(Requirement 1): In the evaluation setup guide below, which model is given to the LLM judge?
(Requirement 2): Write the next part of the evaluation setup guide below, picking up right after its last line.
[Opening Text section section]
5. Setup Task and Dataset

Create a task that retrieves outputs from your traced data:

import nest_asyncio
nest_asyncio.apply()

async def task(input: str) -> str:
    output = spans[spans["input"] == input]["output"].values[0]
    return output

# Create dataset with evaluators
dataset = Dataset(
    cases=cases,
    evaluators=[MatchesExpectedOutput(), FuzzyMatchesOutput()],
)

6. Add LLM Judge Evaluator

For more sophisticated evaluation, add an LLM judge:

from pydantic_evals.evaluators import LLMJudge

dataset.add_evaluator(
    LLMJudge(
        rubric="Output and Expected Output should represent the same answer, even if the text doesn't match exactly",
        include_input=True,
        model="openai:gpt-4o-mini",
    ),
)

7. Run Evaluation

Execute the evaluation:

report = dataset.evaluate_sync(task)
print(report)
[Closing Text section section]
[Opening Given records section]
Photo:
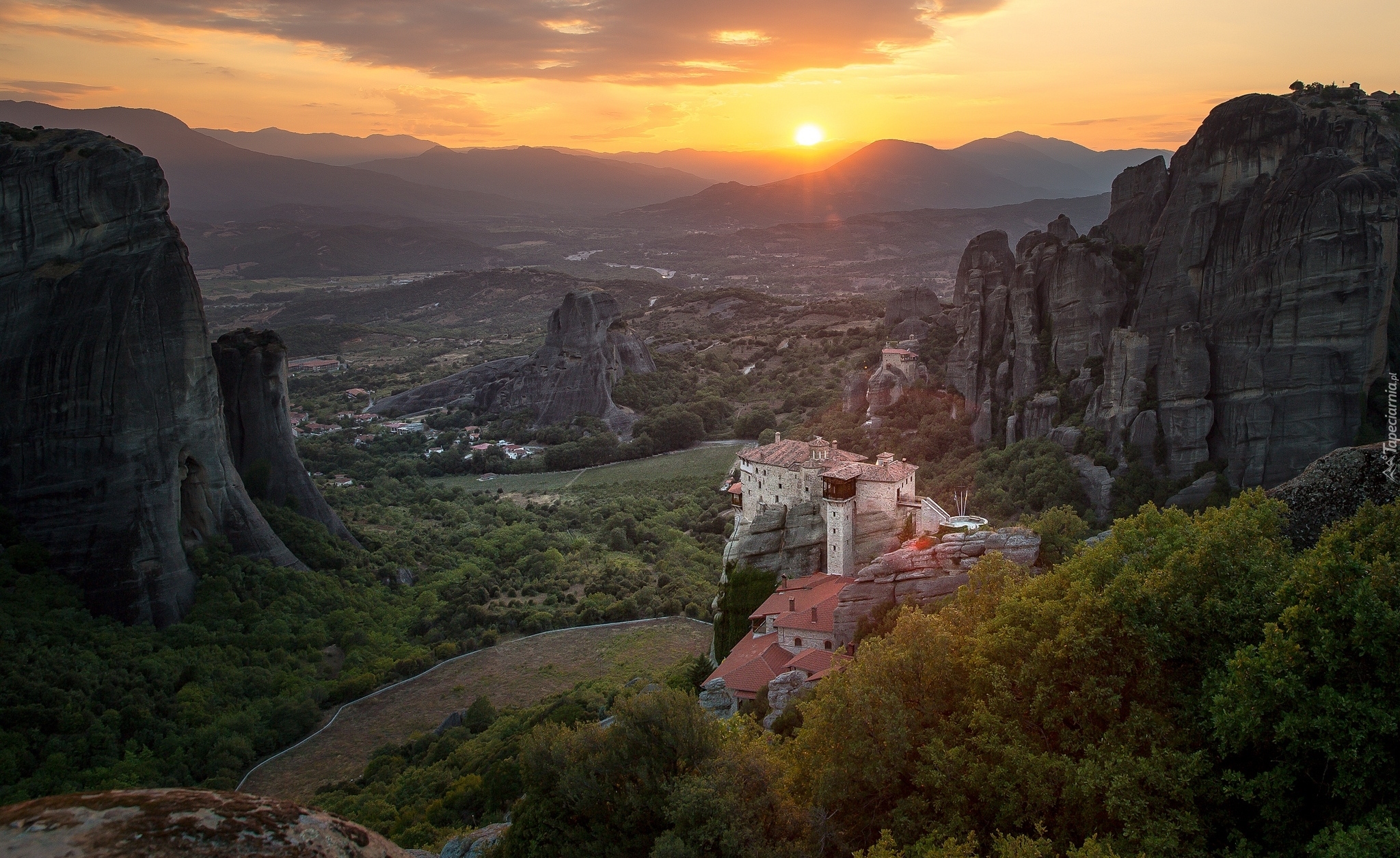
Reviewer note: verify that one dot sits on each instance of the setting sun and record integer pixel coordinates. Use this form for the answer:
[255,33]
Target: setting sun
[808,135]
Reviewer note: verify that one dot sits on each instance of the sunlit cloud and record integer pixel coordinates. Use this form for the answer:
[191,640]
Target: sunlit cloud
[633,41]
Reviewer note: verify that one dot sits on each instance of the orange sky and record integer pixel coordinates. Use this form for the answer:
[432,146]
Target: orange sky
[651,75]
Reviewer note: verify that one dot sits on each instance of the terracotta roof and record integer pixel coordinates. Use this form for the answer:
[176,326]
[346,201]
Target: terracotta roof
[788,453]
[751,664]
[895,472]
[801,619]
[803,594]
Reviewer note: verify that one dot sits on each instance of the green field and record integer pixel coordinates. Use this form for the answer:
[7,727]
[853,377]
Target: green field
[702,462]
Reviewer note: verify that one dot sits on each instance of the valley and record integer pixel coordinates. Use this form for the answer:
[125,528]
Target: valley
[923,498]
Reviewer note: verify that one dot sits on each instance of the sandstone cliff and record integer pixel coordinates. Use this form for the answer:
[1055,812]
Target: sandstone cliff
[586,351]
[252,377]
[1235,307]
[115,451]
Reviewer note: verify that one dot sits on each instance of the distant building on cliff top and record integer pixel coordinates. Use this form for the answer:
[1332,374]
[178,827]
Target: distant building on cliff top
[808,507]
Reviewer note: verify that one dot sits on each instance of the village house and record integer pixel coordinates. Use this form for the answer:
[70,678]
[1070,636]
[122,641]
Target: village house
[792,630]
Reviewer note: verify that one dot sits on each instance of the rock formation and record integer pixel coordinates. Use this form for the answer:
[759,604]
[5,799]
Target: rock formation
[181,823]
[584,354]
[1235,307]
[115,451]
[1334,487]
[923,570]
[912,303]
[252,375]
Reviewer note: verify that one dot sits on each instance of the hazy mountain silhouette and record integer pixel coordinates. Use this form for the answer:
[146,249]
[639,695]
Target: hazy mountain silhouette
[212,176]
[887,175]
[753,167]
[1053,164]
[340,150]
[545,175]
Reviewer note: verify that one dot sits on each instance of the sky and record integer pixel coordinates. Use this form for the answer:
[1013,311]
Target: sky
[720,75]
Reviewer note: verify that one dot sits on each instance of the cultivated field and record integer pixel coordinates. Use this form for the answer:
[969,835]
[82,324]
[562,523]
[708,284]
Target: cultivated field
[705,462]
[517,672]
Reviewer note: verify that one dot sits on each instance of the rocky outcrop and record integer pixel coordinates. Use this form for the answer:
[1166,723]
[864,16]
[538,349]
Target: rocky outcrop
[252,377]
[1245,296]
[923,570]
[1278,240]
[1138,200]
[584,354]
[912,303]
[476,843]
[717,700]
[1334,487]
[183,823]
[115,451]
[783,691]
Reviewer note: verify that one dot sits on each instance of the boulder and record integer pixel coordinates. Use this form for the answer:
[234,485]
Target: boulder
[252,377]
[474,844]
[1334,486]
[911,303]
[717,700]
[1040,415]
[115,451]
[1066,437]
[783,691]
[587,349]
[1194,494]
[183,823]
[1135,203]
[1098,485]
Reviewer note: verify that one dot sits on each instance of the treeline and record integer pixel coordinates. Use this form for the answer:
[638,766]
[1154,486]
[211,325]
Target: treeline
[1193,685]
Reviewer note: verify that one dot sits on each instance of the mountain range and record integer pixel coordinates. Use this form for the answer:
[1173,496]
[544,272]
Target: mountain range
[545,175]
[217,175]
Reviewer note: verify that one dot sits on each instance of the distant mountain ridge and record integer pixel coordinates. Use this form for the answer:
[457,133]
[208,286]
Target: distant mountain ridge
[Closing Given records section]
(Answer area 1): openai:gpt-4o-mini

(Answer area 2):
Advanced Usage

Upload Results to Phoenix

Upload your evaluation results back to Phoenix for visualization:

from phoenix.trace import SpanEvaluations

# Extract results from the report
results = report.model_dump()

# Create dataframes for each evaluator
meo_spans = spans.copy()
fuzzy_label_spans = spans.copy()
llm_label_spans = spans.copy()

for case in results.get("cases"):
    # Extract evaluation results
    meo_label = case.get("assertions").get("MatchesExpectedOutput").get("value")
    fuzzy_label = case.get("assertions").get("FuzzyMatchesOutput").get("value")
    llm_label = case.get("assertions").get("LLMJudge").get("value")
    
    input = case.get("inputs")
    
    # Update labels in dataframes
    meo_spans.loc[meo_spans["input"] == input, "label"] = str(meo_label)
    fuzzy_label_spans.loc[fuzzy_label_spans["input"] == input, "label"] = str(fuzzy_label)
    llm_label_spans.loc[llm_label_spans["input"] == input, "label"] = str(llm_label)

# Add scores for Phoenix metrics
meo_spans["score"] = meo_spans["label"].apply(lambda x: 1 if x == "True" else 0)
fuzzy_label_spans["score"] = fuzzy_label_spans["label"].apply(lambda x: 1 if x == "True" else 0)
llm_label_spans["score"] = llm_label_spans["label"].apply(lambda x: 1 if x == "True" else 0)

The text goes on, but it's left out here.